:: Written request ::
Copy the records below word for word, beginning with the line that contains "point_to reports the position of each instance of the rooftop" and ending after the line that contains "column 1066, row 99".

━━━━━━━━━━━━━━━━

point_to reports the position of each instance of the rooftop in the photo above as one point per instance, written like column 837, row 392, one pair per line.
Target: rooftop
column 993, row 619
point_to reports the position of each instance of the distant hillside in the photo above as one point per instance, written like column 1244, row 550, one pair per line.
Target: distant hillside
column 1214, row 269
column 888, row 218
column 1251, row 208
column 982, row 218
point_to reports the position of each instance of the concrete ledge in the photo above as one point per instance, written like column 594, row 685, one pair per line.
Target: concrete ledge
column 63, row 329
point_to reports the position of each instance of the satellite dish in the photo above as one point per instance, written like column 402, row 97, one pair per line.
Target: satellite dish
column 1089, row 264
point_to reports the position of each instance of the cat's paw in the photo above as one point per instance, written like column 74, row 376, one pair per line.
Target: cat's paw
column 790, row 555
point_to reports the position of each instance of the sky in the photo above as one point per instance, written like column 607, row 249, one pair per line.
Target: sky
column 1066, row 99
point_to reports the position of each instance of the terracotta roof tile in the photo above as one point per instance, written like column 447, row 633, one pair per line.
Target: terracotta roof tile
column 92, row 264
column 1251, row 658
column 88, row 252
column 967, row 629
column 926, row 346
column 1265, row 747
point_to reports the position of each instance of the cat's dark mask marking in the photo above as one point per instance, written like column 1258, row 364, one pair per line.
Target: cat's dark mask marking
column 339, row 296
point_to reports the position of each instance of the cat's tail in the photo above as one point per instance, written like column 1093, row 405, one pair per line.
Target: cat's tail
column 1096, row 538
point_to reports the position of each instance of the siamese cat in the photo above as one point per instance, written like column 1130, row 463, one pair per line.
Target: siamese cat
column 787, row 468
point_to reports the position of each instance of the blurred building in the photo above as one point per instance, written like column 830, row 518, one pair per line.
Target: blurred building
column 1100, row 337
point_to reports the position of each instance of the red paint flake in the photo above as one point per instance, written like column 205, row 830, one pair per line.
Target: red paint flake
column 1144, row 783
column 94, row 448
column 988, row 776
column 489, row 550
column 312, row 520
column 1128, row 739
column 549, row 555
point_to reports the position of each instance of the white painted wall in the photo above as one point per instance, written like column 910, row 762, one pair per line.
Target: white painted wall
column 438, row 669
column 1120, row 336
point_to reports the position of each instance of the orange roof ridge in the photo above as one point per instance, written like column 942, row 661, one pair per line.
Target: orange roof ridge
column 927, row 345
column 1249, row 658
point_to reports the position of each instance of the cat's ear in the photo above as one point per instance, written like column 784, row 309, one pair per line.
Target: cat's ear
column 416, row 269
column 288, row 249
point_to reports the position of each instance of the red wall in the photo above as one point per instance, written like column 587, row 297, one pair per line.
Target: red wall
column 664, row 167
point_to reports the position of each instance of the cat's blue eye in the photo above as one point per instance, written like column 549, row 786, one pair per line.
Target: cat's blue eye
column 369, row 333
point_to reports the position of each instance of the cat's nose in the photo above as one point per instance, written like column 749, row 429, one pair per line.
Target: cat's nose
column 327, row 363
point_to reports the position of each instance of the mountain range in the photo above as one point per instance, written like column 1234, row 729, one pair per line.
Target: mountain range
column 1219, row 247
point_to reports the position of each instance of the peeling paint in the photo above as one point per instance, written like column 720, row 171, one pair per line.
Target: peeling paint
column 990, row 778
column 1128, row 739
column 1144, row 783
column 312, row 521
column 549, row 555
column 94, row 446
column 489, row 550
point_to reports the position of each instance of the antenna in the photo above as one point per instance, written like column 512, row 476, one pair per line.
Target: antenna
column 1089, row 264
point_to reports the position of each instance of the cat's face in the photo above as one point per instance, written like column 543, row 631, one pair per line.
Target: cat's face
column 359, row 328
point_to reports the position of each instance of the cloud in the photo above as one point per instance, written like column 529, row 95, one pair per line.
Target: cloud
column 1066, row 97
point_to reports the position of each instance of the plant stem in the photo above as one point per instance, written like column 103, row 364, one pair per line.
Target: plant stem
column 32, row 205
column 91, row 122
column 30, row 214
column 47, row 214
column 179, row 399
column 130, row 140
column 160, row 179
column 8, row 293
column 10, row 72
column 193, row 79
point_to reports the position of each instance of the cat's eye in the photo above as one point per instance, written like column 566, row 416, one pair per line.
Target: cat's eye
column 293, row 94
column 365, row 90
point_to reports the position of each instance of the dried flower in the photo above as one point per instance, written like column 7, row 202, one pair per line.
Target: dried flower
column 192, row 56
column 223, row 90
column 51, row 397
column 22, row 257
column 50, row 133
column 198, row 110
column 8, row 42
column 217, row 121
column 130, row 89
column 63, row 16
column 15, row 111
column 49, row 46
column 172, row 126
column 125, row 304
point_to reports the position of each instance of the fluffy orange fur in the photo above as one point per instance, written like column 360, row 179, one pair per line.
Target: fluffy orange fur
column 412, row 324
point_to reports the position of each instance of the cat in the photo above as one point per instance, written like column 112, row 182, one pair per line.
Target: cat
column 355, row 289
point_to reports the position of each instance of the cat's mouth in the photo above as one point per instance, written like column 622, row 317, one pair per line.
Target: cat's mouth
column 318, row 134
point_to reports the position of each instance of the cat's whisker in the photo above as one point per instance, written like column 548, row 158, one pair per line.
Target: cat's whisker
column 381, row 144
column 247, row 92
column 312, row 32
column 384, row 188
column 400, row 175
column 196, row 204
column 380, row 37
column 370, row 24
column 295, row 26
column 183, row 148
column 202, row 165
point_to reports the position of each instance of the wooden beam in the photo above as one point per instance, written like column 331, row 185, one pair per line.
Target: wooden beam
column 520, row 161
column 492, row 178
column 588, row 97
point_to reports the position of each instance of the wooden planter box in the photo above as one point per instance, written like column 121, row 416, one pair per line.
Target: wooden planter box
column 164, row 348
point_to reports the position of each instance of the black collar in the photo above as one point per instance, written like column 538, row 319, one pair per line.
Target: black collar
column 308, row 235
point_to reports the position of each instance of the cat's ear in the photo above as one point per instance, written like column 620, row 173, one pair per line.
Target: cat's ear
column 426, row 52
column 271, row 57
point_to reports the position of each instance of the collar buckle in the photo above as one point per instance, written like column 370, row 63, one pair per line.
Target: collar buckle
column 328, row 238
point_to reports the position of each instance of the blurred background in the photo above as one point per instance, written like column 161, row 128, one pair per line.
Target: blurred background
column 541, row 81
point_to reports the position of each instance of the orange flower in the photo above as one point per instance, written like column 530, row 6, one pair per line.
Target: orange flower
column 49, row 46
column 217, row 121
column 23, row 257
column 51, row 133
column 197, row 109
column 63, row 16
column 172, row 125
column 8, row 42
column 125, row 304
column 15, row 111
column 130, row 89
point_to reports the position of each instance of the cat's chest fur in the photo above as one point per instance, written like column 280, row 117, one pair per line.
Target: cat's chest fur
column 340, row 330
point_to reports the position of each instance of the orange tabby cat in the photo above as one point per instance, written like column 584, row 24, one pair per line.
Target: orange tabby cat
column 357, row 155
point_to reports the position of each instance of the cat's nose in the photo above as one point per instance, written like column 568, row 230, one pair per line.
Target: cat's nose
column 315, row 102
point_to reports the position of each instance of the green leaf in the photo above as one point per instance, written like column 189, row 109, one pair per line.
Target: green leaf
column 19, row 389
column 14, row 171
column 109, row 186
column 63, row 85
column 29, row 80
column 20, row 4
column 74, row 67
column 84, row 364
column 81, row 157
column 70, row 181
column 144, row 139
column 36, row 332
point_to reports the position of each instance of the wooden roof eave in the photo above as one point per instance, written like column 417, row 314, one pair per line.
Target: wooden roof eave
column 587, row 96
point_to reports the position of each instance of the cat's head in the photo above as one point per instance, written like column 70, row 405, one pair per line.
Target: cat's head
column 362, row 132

━━━━━━━━━━━━━━━━

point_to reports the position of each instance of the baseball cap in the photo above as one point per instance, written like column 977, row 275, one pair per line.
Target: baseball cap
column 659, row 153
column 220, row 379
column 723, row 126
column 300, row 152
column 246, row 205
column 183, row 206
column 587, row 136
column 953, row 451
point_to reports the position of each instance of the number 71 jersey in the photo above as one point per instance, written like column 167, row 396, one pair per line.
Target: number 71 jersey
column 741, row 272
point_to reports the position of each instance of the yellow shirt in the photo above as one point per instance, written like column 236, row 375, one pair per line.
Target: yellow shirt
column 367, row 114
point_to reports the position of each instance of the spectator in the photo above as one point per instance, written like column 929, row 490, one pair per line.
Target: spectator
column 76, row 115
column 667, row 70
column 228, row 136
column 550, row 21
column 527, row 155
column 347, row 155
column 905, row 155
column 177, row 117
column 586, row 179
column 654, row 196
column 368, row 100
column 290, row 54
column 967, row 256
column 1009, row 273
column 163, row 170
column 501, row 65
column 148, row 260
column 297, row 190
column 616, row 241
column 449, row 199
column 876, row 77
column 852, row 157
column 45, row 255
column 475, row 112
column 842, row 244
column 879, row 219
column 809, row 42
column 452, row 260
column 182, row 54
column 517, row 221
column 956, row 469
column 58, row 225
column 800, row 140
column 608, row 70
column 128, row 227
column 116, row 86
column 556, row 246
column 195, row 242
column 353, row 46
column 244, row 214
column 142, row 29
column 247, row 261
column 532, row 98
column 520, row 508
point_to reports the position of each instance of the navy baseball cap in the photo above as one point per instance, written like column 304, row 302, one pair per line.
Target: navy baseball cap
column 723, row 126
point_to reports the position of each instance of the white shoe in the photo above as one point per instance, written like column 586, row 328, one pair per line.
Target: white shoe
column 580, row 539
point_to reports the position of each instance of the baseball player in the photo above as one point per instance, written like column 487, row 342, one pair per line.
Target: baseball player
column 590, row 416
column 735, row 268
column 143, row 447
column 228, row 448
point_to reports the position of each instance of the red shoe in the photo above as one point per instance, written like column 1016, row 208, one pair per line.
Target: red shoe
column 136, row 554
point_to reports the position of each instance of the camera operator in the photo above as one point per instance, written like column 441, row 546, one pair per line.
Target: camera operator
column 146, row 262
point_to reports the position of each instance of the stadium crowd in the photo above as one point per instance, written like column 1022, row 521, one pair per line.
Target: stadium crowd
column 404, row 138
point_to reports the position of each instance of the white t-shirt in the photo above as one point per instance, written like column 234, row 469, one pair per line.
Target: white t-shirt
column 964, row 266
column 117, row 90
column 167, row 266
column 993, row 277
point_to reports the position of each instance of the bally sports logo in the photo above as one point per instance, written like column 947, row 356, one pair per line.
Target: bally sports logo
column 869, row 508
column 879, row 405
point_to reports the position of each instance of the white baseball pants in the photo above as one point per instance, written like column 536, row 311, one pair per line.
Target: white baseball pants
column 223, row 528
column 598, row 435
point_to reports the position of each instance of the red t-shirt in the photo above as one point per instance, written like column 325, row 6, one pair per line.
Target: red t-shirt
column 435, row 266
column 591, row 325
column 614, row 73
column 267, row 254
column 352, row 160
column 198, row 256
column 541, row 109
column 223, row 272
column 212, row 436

━━━━━━━━━━━━━━━━

:: Answer for the task ::
point_to reports the position of each instance of the rooftop in the photo above as one point per instance, written like column 837, row 392, one pair per line.
Target: rooftop
column 993, row 619
point_to reports the position of each instance of the distant hillside in the photo above as one point per instance, written like column 1244, row 550, one pair per line.
Target: distant hillside
column 1214, row 269
column 888, row 218
column 1251, row 208
column 982, row 218
point_to reports the position of each instance of the concrete ledge in the photo above as one point per instance, written like column 594, row 685, one pair per line.
Target: concrete ledge
column 63, row 329
point_to reports the position of each instance of the satellite dish in the photo above as one point per instance, written like column 402, row 97, one pair per line.
Target: satellite dish
column 1089, row 264
point_to reports the position of each instance of the cat's paw in the photo above as one point per instance, written like column 74, row 376, one pair per line.
Target: cat's paw
column 790, row 555
point_to reports the position of each instance of the sky in the photo above as one point per instance, written like column 607, row 249, one pair per line.
Target: sky
column 1066, row 99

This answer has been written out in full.